§ GIVEN INSTRUCTION
Find the line containing "the distant valley" in the material below; copy that line and all following lines exactly.

━━━━━ DATASET EXTRACT ━━━━━

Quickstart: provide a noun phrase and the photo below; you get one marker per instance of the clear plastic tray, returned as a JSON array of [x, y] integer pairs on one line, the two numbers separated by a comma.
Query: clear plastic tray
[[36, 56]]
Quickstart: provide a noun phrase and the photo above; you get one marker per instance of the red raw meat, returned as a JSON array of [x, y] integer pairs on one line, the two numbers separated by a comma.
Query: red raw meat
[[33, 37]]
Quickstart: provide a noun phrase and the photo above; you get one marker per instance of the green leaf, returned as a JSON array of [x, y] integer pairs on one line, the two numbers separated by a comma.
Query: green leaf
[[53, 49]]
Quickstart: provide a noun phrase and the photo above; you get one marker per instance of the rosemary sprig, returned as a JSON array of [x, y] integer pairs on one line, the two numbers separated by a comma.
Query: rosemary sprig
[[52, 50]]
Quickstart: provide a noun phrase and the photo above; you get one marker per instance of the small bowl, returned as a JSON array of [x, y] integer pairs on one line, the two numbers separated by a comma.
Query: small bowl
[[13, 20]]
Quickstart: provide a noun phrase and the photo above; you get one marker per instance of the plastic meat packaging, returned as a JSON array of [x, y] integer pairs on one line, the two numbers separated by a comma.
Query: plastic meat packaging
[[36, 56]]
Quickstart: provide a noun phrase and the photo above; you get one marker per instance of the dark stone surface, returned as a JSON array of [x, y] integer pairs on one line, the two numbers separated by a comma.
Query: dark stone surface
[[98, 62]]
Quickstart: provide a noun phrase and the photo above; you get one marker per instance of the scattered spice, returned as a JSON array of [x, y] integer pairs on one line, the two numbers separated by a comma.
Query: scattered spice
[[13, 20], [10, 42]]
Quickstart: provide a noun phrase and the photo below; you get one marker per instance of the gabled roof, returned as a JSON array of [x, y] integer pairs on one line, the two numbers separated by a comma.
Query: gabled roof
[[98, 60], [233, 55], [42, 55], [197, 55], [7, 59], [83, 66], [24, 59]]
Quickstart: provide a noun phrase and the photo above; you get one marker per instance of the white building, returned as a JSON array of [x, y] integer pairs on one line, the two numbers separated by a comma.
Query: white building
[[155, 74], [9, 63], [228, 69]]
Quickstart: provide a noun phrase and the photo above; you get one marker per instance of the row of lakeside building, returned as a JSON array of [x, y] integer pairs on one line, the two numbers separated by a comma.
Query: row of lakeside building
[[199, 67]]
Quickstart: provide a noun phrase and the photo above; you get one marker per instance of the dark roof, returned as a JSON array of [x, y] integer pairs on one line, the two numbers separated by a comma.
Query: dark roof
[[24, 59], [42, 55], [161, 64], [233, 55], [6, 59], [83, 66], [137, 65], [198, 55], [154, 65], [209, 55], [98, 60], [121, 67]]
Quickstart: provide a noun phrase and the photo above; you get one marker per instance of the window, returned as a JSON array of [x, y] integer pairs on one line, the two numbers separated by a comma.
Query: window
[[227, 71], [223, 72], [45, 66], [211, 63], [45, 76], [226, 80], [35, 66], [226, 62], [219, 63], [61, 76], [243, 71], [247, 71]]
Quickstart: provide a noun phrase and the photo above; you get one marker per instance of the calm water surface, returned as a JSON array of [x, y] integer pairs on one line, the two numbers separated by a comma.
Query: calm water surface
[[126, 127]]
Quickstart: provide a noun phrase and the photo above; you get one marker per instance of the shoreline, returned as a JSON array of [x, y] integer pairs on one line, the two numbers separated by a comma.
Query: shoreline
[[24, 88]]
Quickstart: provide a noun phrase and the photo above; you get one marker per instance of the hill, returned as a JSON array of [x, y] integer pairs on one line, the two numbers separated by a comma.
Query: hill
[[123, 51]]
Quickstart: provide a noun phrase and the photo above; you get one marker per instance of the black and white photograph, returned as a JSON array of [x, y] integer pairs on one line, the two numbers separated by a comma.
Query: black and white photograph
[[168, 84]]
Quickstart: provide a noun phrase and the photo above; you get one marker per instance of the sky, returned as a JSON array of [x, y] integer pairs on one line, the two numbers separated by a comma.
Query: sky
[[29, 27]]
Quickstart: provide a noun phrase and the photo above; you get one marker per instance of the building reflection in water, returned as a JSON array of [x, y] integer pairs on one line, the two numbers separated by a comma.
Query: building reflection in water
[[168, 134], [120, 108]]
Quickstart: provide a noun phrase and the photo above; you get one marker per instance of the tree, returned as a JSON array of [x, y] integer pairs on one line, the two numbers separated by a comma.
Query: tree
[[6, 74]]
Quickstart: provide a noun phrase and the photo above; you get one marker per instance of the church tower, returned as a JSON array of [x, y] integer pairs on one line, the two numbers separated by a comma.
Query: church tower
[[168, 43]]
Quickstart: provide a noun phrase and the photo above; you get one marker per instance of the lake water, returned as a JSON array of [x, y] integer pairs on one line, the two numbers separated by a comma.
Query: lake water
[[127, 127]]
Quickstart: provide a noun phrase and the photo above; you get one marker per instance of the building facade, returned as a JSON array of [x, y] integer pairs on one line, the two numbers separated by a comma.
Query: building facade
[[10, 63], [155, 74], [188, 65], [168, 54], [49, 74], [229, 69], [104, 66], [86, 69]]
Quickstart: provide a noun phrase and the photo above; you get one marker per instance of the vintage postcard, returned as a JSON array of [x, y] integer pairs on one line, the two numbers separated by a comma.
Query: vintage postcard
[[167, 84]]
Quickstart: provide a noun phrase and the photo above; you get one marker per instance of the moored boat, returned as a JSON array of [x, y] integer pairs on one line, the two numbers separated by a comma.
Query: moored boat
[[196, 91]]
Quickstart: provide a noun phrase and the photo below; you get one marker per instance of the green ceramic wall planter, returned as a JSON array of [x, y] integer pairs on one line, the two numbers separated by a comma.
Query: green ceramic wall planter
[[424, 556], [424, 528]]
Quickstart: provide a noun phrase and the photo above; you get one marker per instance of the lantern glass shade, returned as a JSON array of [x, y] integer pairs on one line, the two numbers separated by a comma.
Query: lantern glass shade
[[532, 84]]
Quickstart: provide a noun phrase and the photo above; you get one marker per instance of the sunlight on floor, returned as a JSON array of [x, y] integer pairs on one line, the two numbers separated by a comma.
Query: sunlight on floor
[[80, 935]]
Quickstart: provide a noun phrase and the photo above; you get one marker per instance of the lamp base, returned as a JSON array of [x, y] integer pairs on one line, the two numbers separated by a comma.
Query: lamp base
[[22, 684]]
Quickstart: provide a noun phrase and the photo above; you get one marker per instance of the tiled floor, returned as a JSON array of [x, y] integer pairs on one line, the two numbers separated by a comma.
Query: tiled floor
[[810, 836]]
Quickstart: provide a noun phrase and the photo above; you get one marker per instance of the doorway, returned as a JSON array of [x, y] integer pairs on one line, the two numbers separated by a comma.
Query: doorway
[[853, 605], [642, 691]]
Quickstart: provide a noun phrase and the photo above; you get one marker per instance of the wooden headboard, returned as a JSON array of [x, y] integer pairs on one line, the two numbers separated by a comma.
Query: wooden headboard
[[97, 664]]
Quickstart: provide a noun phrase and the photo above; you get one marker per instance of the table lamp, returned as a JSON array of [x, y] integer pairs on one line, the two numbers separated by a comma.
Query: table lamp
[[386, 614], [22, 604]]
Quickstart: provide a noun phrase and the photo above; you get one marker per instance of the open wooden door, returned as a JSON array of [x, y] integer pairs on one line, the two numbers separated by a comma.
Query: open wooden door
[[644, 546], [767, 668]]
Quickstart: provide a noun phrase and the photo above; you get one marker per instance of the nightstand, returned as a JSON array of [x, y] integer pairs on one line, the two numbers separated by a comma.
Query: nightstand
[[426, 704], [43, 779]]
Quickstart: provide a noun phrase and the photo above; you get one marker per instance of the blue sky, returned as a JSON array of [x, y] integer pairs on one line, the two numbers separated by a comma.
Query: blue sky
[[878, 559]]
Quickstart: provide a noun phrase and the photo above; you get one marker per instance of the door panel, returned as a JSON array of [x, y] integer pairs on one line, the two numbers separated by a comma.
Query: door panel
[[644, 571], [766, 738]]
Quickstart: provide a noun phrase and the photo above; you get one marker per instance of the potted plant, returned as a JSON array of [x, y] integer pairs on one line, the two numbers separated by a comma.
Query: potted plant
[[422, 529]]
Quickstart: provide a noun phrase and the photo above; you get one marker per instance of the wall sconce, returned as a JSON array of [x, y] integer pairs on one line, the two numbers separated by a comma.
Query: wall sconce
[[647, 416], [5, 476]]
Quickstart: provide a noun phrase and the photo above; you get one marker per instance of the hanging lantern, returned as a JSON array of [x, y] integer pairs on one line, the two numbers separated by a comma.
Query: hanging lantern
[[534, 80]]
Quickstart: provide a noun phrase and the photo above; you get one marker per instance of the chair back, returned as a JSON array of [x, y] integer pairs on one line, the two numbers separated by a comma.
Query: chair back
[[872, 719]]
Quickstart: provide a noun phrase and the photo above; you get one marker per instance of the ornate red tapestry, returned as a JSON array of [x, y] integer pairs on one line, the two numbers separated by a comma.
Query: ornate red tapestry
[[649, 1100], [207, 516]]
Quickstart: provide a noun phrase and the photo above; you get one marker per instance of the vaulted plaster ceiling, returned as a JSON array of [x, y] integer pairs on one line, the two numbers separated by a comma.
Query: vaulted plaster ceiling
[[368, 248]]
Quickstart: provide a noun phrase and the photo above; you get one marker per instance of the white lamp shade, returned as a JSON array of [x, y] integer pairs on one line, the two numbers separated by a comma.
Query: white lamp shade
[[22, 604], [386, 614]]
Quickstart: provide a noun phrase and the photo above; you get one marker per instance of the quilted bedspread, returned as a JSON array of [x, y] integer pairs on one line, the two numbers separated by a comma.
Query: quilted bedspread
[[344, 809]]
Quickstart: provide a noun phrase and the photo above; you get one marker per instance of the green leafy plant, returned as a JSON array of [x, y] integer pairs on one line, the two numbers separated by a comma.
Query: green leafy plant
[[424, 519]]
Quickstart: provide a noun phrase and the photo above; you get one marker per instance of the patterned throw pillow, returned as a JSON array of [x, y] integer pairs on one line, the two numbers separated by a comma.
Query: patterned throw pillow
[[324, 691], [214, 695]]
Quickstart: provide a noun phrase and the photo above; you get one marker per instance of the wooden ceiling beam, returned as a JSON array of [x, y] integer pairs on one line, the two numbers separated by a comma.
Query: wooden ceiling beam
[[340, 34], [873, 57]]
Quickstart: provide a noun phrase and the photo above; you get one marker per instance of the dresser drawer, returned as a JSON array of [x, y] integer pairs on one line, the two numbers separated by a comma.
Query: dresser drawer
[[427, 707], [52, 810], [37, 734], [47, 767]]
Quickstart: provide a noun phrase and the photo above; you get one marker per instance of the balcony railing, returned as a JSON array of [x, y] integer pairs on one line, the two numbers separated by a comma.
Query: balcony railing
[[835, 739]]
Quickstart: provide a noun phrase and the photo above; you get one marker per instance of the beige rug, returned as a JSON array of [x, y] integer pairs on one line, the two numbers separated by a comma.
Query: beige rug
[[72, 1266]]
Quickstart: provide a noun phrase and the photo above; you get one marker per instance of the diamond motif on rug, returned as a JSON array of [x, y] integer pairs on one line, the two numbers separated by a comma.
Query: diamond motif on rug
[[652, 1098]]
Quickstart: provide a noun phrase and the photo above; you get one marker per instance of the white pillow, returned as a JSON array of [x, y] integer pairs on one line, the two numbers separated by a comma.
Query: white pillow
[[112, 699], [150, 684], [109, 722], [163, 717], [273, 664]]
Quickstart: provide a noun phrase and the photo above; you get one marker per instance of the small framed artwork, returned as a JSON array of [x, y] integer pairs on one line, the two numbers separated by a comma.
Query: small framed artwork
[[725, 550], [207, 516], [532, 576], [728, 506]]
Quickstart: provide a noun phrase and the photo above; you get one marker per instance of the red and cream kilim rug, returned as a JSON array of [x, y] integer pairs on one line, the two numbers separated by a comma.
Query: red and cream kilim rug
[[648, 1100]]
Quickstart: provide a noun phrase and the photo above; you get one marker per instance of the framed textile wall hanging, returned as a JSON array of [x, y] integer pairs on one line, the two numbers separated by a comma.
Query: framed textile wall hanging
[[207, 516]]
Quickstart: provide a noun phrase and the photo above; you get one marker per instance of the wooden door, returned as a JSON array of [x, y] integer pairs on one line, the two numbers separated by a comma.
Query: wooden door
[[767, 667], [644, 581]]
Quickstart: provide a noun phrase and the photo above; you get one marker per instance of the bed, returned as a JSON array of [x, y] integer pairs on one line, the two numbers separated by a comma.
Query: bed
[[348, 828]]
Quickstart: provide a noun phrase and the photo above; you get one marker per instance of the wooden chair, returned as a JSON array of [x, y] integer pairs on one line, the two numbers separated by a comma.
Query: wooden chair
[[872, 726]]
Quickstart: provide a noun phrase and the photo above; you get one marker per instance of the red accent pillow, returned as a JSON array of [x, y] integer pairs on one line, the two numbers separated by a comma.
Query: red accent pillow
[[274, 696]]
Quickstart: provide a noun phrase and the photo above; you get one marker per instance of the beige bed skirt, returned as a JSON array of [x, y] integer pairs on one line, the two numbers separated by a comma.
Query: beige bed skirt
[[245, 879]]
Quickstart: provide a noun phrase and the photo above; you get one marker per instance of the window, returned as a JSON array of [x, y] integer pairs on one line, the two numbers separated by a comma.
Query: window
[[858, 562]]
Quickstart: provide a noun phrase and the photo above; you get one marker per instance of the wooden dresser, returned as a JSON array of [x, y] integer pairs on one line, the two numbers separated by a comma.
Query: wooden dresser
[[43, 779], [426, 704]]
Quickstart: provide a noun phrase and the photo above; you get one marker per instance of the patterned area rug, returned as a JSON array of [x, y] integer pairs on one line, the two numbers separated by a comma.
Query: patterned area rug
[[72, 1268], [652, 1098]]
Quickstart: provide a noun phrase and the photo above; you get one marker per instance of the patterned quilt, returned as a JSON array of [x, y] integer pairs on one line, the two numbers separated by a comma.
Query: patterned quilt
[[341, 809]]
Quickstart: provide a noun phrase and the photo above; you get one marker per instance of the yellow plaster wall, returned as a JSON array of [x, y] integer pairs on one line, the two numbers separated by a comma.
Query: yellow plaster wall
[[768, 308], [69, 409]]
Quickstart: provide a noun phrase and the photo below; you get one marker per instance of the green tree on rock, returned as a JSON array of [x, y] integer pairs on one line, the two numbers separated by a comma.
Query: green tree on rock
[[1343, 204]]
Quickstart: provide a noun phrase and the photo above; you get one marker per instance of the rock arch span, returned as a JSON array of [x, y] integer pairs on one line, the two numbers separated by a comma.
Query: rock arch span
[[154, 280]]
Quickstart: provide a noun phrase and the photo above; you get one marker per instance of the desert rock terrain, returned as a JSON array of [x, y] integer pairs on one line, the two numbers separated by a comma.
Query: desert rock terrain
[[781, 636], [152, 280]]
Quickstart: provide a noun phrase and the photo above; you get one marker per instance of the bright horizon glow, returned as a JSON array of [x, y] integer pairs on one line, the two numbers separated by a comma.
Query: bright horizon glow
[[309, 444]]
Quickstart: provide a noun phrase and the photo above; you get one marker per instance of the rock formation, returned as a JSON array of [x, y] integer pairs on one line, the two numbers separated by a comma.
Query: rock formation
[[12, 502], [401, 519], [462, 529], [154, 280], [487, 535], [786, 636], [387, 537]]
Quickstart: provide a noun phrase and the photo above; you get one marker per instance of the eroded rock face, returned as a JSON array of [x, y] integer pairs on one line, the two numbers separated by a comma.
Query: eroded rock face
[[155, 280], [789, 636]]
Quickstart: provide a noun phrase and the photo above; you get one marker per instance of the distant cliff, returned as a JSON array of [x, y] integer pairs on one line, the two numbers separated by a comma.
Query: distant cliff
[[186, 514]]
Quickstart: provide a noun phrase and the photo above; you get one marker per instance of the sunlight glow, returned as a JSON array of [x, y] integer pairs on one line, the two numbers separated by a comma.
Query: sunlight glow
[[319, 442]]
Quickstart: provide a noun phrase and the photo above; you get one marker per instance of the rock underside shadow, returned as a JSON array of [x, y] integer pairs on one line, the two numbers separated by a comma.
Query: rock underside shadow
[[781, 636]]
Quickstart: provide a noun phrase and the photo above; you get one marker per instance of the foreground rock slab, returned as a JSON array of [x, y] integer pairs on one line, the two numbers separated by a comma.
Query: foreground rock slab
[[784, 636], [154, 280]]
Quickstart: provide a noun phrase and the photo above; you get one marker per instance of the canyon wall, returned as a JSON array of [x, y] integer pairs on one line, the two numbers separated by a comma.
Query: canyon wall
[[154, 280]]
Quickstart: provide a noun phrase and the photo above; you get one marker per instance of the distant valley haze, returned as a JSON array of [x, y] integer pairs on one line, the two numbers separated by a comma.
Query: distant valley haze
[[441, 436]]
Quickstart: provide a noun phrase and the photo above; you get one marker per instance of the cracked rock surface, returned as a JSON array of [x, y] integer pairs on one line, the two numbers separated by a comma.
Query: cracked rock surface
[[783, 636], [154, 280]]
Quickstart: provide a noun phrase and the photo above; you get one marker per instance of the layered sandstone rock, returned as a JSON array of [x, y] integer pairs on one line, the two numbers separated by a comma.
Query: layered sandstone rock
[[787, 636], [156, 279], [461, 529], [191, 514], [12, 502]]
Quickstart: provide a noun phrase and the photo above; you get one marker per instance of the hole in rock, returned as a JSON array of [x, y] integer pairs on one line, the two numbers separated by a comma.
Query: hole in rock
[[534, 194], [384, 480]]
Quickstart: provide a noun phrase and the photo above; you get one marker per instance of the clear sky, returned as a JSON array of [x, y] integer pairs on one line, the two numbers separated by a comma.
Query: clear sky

━━━━━

§ RESULT FOR THIS EXERCISE
Quickstart: provide a noun phrase and the photo above; you get one marker per instance of the distant valley haze, returned as a JSON array of [x, y] integer pairs on one line, the two numbers separated by a comma.
Query: distant valley haze
[[441, 436]]
Quickstart: provide a noun phrase and the photo above; you get one marker per instance of the cracked rock surface, returned as a JSON array of [x, y] integer pairs on one line, the two numbers separated by a comma.
Query: cracked rock surface
[[783, 636], [154, 280]]
Quickstart: provide a noun phrase and the photo above; you get one marker per instance of the layered sandstone rock, returned as a JSON array of [x, y] integer pairs on one line, the two numbers separated by a comma.
Query: layered sandstone rock
[[787, 636], [156, 279], [461, 529], [191, 514], [12, 502]]
Quickstart: provide a noun phrase and the photo above; you get one marker per instance of the hole in rock, returned as a JSON array of [x, y] integer pairs on one line, the two numbers separated by a comma.
Query: hole in rock
[[534, 194], [384, 480]]
Quickstart: provide a noun phrase and the photo above; you get one marker per instance of the clear sky, returned as a JSON array of [x, y] integer pairs on one line, the two numbers separated by a comma.
Query: clear sky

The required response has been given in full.